Key in the whole listing below again, keeping every word as it is.

= Supplied records =
[Start of Attachment]
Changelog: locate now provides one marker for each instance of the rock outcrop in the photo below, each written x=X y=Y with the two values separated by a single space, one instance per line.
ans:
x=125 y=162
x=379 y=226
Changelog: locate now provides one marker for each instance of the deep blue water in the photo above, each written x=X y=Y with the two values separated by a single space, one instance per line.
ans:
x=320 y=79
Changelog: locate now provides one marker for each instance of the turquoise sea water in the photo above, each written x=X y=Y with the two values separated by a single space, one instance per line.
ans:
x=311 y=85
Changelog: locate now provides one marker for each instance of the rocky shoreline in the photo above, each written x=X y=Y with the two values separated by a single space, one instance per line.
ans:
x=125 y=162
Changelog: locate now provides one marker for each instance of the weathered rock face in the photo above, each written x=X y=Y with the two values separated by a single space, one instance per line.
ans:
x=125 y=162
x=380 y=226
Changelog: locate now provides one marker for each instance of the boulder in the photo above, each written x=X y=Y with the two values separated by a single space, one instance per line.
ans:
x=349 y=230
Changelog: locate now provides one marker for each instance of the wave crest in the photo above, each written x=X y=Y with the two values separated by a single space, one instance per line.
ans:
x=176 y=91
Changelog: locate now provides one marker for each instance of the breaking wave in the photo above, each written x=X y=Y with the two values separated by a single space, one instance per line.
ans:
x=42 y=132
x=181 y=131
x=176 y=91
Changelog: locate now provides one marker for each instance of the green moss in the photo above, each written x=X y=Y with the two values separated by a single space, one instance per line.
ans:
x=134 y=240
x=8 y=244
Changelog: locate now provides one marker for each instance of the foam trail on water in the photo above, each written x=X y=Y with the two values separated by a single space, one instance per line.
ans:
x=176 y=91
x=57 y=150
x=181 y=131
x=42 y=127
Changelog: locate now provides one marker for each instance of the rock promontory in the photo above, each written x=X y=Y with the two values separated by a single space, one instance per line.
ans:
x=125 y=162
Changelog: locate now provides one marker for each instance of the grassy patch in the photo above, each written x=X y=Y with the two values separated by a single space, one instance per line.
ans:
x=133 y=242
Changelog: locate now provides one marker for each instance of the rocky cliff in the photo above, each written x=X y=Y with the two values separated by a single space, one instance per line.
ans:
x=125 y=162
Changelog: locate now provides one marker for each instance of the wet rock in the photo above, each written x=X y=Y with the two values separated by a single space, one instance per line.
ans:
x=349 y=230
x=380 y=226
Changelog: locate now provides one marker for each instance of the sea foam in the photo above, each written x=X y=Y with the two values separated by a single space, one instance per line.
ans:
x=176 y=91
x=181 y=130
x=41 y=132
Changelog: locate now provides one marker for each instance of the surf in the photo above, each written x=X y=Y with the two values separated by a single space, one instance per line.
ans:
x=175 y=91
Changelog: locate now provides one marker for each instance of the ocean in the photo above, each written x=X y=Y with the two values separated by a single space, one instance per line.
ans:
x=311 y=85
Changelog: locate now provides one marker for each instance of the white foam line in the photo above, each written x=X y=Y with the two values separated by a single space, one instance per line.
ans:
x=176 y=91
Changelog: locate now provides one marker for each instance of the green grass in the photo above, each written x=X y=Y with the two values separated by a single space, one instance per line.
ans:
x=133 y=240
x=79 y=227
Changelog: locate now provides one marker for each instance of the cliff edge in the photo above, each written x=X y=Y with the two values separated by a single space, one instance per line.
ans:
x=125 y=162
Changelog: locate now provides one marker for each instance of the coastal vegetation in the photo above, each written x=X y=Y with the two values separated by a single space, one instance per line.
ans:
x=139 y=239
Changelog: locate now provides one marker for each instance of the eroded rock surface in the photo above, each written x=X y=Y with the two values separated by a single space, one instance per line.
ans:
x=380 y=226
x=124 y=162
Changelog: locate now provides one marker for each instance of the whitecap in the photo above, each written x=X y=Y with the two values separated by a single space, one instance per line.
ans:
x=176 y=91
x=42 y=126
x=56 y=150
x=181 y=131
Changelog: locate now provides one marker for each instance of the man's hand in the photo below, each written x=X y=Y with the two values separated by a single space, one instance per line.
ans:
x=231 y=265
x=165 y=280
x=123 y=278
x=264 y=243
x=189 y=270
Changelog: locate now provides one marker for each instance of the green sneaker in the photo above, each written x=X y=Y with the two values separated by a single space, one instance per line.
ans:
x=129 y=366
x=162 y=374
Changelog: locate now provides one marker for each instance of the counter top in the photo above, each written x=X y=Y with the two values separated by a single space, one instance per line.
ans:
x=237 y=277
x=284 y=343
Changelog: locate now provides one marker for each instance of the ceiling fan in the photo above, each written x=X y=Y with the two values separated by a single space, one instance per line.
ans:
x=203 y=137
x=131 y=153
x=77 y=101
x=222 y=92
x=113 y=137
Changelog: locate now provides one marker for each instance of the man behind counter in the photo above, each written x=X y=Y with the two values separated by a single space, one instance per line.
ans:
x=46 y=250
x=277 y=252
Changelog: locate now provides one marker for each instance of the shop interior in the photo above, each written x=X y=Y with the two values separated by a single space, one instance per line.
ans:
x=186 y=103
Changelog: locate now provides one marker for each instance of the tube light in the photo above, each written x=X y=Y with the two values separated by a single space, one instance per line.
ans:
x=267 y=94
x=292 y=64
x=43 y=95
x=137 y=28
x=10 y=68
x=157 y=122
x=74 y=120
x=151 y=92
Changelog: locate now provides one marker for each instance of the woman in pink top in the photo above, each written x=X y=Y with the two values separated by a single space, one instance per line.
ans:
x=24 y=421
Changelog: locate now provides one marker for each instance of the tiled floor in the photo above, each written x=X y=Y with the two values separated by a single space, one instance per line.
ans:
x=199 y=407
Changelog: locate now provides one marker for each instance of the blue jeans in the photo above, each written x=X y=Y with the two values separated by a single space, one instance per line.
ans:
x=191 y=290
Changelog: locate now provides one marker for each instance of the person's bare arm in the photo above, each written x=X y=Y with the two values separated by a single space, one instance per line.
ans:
[End of Attachment]
= Solved problem =
Changelog: locate now provides one marker for each instance of the rock outcrop in the photo below, each written x=X y=Y with the two values separated by a single space, one instance per line.
ans:
x=125 y=162
x=379 y=226
Changelog: locate now provides one marker for each instance of the deep blue water in the photo above, each written x=X y=Y with the two values separated by a single space, one instance per line.
ans:
x=320 y=79
Changelog: locate now provides one marker for each instance of the turquoise sea water in the photo above, each written x=X y=Y with the two values separated by a single space, one instance per line.
ans:
x=311 y=85
Changelog: locate now provides one marker for each instance of the rocky shoreline in the photo above, each written x=X y=Y with the two values separated by a single space, one instance per line.
ans:
x=125 y=162
Changelog: locate now provides one marker for each instance of the weathered rock face in the photo above, each written x=X y=Y with the two values separated by a single space, one instance per line.
ans:
x=125 y=162
x=380 y=226
Changelog: locate now provides one marker for each instance of the boulder in the photo above, each written x=X y=Y with the two values separated by a single space, one instance per line.
ans:
x=349 y=230
Changelog: locate now provides one marker for each instance of the wave crest in the photo above, each written x=X y=Y with the two values separated by a single space, one instance per line.
ans:
x=176 y=91
Changelog: locate now provides one marker for each instance of the breaking wave in the photo above, each written x=X y=Y with the two values separated by a single space, one instance per line.
ans:
x=42 y=132
x=181 y=131
x=176 y=91
Changelog: locate now provides one marker for each instance of the green moss in the photo above, each written x=X y=Y with the two values separated by a single space, one instance per line.
ans:
x=134 y=240
x=8 y=244
Changelog: locate now provides one marker for each instance of the foam trail on water in the photo above, each written x=X y=Y with the two values separated by a single space, one instance per line.
ans:
x=176 y=91
x=57 y=150
x=181 y=131
x=42 y=127
Changelog: locate now provides one marker for each instance of the rock promontory in the photo above, each written x=X y=Y with the two values separated by a single space, one instance per line.
ans:
x=125 y=162
Changelog: locate now provides one marker for each instance of the grassy patch in the photo above, each written x=X y=Y with the two values separated by a single space, one instance per line.
ans:
x=133 y=242
Changelog: locate now provides one marker for each instance of the rocky cliff in the photo above, each written x=X y=Y with the two values separated by a single space, one instance per line.
ans:
x=125 y=162
Changelog: locate now provides one marker for each instance of the wet rock in the photo above, each written x=X y=Y with the two values separated by a single space, one instance per line.
ans:
x=349 y=230
x=380 y=226
Changelog: locate now provides one marker for each instance of the sea foam in the photo above, each written x=X y=Y with the two values separated by a single space, one instance per line.
ans:
x=176 y=91
x=181 y=130
x=41 y=132
Changelog: locate now provides one marker for each instance of the surf in the photo above, each written x=X y=Y with the two values separated by a single space, one instance per line.
ans:
x=175 y=91
Changelog: locate now provides one marker for each instance of the ocean in the photo above, each written x=X y=Y with the two values separated by a single space, one instance per line.
ans:
x=311 y=85
Changelog: locate now provides one marker for each instance of the white foam line in the photo above, each written x=X y=Y with the two values separated by a single space, one instance per line.
ans:
x=176 y=91
Changelog: locate now provides one marker for each instance of the green grass in the photo above, each written x=X y=Y with the two values separated by a single space, one instance per line.
ans:
x=133 y=240
x=79 y=227
Changelog: locate now provides one marker for each instance of the cliff edge in the photo above, each written x=X y=Y with the two values separated by a single space, one instance per line.
ans:
x=125 y=162
Changelog: locate now provides one marker for each instance of the coastal vegetation in the photo above, each written x=X y=Y with the two values separated by a single space, one instance per line.
ans:
x=139 y=239
Changelog: locate now provides one marker for each instance of the eroded rock surface in the photo above, each written x=X y=Y with the two values separated by a single space, one instance per line.
ans:
x=380 y=226
x=124 y=162
Changelog: locate now provides one marker for each instance of the whitecap in the photo above, each written x=X y=Y with the two values separated by a single space, one instance per line.
ans:
x=176 y=91
x=42 y=126
x=56 y=150
x=181 y=131
Changelog: locate now provides one marker for each instance of the man's hand in the photo below, each written x=X y=Y with the two values separated by a single space, one instance per line.
ans:
x=231 y=265
x=165 y=280
x=123 y=278
x=264 y=243
x=189 y=270
Changelog: locate now provides one marker for each instance of the green sneaker in the photo above, each written x=X y=Y with the two values separated by a single space, one instance per line.
ans:
x=129 y=366
x=162 y=374
Changelog: locate now provides one marker for each instance of the counter top in the photo above, each written x=X y=Y with the two values separated by a single space, one instance per line.
ans:
x=237 y=277
x=284 y=343
Changelog: locate now provides one marker for each instance of the ceiling fan in the photo above, each written x=X y=Y with the two values separated by a single space, one instance per line.
ans:
x=203 y=137
x=131 y=153
x=77 y=101
x=222 y=92
x=113 y=137
Changelog: locate now provides one marker for each instance of the man behind counter in the photo above, each written x=X y=Y with the two values separated by a single space, one instance per line.
ans:
x=46 y=250
x=277 y=252
Changelog: locate now provides one marker for each instance of the shop interior in the photo above, each written x=X y=Y with the two values separated by a single space, one instance per line.
ans:
x=186 y=103
Changelog: locate now provides one marker for each instance of the tube light in the photo above, each written x=X y=Y with the two values separated by a single space, one instance per line.
ans:
x=267 y=94
x=292 y=64
x=43 y=95
x=137 y=28
x=10 y=68
x=157 y=122
x=74 y=120
x=151 y=92
Changelog: locate now provides one marker for each instance of the woman in pink top in the photo above, each written x=X y=Y with the two values separated by a single space, one instance per line.
ans:
x=24 y=421
Changelog: locate now provides one marker for each instance of the tiled floor in the photo above, each written x=X y=Y with the two values separated by a single space, one instance per line.
ans:
x=199 y=407
Changelog: locate now provides one marker for each instance of the blue jeans in the photo above, each written x=X y=Y with the two values separated by a single space, one instance per line.
ans:
x=191 y=290
Changelog: locate now provides one marker for each instance of the person's bare arm in the photo above, each written x=X y=Y with the two values separated by a single space, one instance per line.
ans:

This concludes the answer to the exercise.